- _Aim of the exercise_
Write the next part of the passage on partitioned survival analysis in the three-state cancer model, picking up right after its final sentence.

- _Text provided_
-------

Figure 9.12: A graphical representation of the concept of partition survival analysis. Using PFS and OS, we can determine the proportion of individuals who are in each of the three states, at any given time.

Interestingly, this works in the specific circumstances of the three-state cancer Markov model, in which transitions only occur “forward” (i.e. it is not possible to revert to a less serious health state). This is often indicated as cumulative and non-reversible timeline. By definition, \(\text{PFS}(t)\) and \(\text{OS}(t)\) are monotonically decreasing, while backwards transitions would imply an increase in the curves over two consecutive times, which is not supported by the data. Thus, if the underlying disease/natural history suggests that individuals can move back and forth, we need to use different data (e.g. observed transition matrices)

In addition, by necessity, we must assume independence between the two curves, given that we do not observe the full individual history. This is almost invariably a critical point, because in fact, the same individuals generally contribute to both – the same person may have experienced a transition to progression and then die. However, only from the survival curves, there is no way to account for this underlying correlation.

Figure 9.13: The partition survival representation of the three-state Markov model. Here, we cannot estimate the actual transition probabilities \(\boldsymbol\lambda\) (which in fact are greyed out), but only the proportion of individuals that at each time point transit from the three states, \(\boldsymbol\pi\).

One main limitation for PSM is that we cannot estimate the full transition probabilities, from the observed data. We cannot get the transition probabilities – only the occupancy probabilities, as indicated in Figure 9.13. The possible transitions and the relevant probabilities \(\lambda_{ss'}\) are all greyed out, because we cannot directly identify them from the available data – what we can estimate are the proportion of individuals who, at each time period, transit in the three states, \(\pi_{s}^{(j)}\).

-------

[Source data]
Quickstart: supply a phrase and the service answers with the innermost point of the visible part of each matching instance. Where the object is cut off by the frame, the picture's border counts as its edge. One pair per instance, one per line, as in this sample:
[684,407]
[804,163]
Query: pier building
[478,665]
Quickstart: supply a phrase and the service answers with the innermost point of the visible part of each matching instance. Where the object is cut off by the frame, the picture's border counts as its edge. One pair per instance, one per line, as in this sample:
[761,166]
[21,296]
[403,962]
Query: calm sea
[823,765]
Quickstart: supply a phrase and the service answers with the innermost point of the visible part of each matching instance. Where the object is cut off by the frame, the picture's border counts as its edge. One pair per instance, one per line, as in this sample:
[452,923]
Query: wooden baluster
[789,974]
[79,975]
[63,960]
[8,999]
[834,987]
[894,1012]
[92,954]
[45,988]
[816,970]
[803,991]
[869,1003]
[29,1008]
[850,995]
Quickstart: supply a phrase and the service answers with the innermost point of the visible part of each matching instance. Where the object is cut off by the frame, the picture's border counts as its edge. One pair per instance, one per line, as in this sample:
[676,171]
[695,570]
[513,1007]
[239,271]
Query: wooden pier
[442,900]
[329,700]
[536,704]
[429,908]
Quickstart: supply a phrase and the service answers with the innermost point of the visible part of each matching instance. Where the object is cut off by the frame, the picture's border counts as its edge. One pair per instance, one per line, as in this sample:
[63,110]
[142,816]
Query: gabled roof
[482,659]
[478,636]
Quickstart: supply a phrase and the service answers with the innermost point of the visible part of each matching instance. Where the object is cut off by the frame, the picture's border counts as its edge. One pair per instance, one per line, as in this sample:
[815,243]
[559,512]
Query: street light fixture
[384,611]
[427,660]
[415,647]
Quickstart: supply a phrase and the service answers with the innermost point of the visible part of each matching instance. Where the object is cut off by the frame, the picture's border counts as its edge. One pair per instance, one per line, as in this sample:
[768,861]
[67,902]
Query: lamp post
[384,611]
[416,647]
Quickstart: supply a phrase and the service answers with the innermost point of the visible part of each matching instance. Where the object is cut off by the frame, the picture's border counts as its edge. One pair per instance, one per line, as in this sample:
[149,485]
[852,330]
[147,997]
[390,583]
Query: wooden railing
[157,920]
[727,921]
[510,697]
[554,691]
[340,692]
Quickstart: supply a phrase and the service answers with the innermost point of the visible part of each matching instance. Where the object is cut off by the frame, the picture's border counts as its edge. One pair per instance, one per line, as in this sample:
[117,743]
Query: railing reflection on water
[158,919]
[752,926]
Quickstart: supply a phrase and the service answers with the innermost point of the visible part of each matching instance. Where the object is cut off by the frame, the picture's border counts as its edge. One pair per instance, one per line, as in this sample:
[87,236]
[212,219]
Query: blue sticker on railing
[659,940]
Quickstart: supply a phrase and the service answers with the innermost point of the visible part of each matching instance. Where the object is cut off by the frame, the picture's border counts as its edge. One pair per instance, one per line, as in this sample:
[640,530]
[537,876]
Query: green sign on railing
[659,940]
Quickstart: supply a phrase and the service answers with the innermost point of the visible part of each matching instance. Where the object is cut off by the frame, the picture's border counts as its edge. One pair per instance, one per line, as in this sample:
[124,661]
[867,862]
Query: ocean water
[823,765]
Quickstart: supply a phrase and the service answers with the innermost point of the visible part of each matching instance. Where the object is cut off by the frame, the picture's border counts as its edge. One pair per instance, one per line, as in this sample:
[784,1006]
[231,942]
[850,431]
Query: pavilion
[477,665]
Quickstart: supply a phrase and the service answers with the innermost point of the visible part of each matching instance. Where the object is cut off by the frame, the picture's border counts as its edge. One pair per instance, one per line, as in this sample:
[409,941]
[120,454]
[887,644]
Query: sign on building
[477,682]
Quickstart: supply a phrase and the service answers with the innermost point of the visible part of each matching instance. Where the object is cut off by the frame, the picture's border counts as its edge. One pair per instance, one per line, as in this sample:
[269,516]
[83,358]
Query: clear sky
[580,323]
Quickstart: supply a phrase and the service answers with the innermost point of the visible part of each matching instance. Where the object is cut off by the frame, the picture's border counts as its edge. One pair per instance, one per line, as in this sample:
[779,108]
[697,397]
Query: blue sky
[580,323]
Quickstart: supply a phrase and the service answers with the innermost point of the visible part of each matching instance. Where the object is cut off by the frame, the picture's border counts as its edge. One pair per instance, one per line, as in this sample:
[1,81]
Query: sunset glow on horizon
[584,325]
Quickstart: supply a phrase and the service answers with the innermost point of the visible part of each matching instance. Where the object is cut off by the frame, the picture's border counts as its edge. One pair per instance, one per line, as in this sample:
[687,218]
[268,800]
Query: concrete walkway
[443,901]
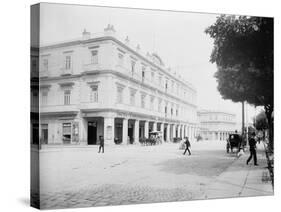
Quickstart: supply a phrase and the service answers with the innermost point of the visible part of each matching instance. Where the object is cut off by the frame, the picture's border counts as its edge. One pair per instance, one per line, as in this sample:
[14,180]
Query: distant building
[101,85]
[216,125]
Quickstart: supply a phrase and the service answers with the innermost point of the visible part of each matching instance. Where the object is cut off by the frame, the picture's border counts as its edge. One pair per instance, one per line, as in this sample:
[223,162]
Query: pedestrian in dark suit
[253,153]
[101,141]
[187,145]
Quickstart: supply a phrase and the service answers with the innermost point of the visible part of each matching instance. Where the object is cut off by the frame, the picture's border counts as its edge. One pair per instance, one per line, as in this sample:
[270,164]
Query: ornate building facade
[216,125]
[100,85]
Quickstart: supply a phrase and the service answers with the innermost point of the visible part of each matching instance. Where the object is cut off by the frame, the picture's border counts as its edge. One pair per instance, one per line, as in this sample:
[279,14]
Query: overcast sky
[177,37]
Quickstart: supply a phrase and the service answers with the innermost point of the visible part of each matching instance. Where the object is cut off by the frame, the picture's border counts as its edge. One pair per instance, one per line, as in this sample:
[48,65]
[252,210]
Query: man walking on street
[101,140]
[253,153]
[187,145]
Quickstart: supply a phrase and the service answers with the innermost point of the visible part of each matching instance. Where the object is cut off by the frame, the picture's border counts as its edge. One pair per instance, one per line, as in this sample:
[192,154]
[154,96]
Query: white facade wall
[109,74]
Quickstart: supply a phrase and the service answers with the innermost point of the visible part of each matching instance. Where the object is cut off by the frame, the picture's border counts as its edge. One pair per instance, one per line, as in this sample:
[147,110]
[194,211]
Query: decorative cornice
[66,84]
[133,115]
[121,75]
[79,42]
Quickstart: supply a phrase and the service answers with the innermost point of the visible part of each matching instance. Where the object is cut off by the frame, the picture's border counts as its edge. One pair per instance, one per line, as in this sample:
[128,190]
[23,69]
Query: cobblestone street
[129,174]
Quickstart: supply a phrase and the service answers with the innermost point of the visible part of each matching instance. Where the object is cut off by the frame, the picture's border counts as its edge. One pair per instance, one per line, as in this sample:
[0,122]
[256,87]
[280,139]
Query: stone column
[83,137]
[173,131]
[136,132]
[146,129]
[125,131]
[154,128]
[108,130]
[182,131]
[168,136]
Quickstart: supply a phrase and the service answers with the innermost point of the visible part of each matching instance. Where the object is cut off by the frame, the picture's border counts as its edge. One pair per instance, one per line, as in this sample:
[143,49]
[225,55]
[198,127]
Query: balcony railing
[91,66]
[43,74]
[66,71]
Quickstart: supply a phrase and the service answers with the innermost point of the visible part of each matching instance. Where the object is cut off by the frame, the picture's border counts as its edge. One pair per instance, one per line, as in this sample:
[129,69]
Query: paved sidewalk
[241,180]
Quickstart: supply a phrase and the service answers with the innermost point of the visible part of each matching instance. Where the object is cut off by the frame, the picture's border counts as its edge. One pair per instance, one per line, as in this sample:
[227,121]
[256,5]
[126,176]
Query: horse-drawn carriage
[155,137]
[234,141]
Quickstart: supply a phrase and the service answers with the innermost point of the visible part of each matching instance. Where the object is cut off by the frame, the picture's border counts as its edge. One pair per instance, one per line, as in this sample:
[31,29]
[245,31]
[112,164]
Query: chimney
[138,48]
[86,35]
[127,41]
[109,30]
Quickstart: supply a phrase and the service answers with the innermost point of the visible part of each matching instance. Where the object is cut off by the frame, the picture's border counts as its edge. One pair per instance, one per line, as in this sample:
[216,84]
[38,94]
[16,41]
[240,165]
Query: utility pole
[243,123]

-------

- _Task output_
Jackson et al. (2025) argue that perhaps the most critical limitation of PSMs is that because of the implied independence between OS and PFS, the necessary extrapolation from the observed curves to cover the longer-term follow for the three-state Markov model is likely to result in important bias.

An archetypical case is when extrapolated PFS probabilities end up being estimated with larger values than the corresponding OS probabilities, implicitly implying that a negative proportion of the cohort is occupying the progressed state. For this reason, Jackson et al. (2025) caution modellers and suggest care is needed in using PSMs uncritically.

9.4 Conclusions

This chapter has presented a detailed description of how multi-state (Markov) models are used in HTA applications. We have concentrated on two typical examples – the first one using a combination of data directly on the relevant transitions across a set of finite and mutually exclusive states, used to describe the “natural history of a disease” of interest. This structure naturally lends to a Bayesian modelling, which is particularly helpful to combine different sources of information into a principled framework to assess fully the underlying uncertainty in the model inputs and the associated one onto the economic outputs.

We have also linked up the use of MMs with survival modelling, in what is often termed a “three-state cancer Markov model”. This is a special case of Markov model, in which transitions are informed by suitable survival models – we have showed the case where individual-level data are available to reconstruct the full event history and the one where we need to resort to simplifying assumptions (that often are harder to meet, in practice), which allow to get a Markov model-like structure, using partition survival modelling.

In the next part of the book, we will concentrate on more advanced problems and modelling frameworks, starting from methods to deal with missing data and then the increasingly important and popular topic of population adjustment and the analysis of the value of information.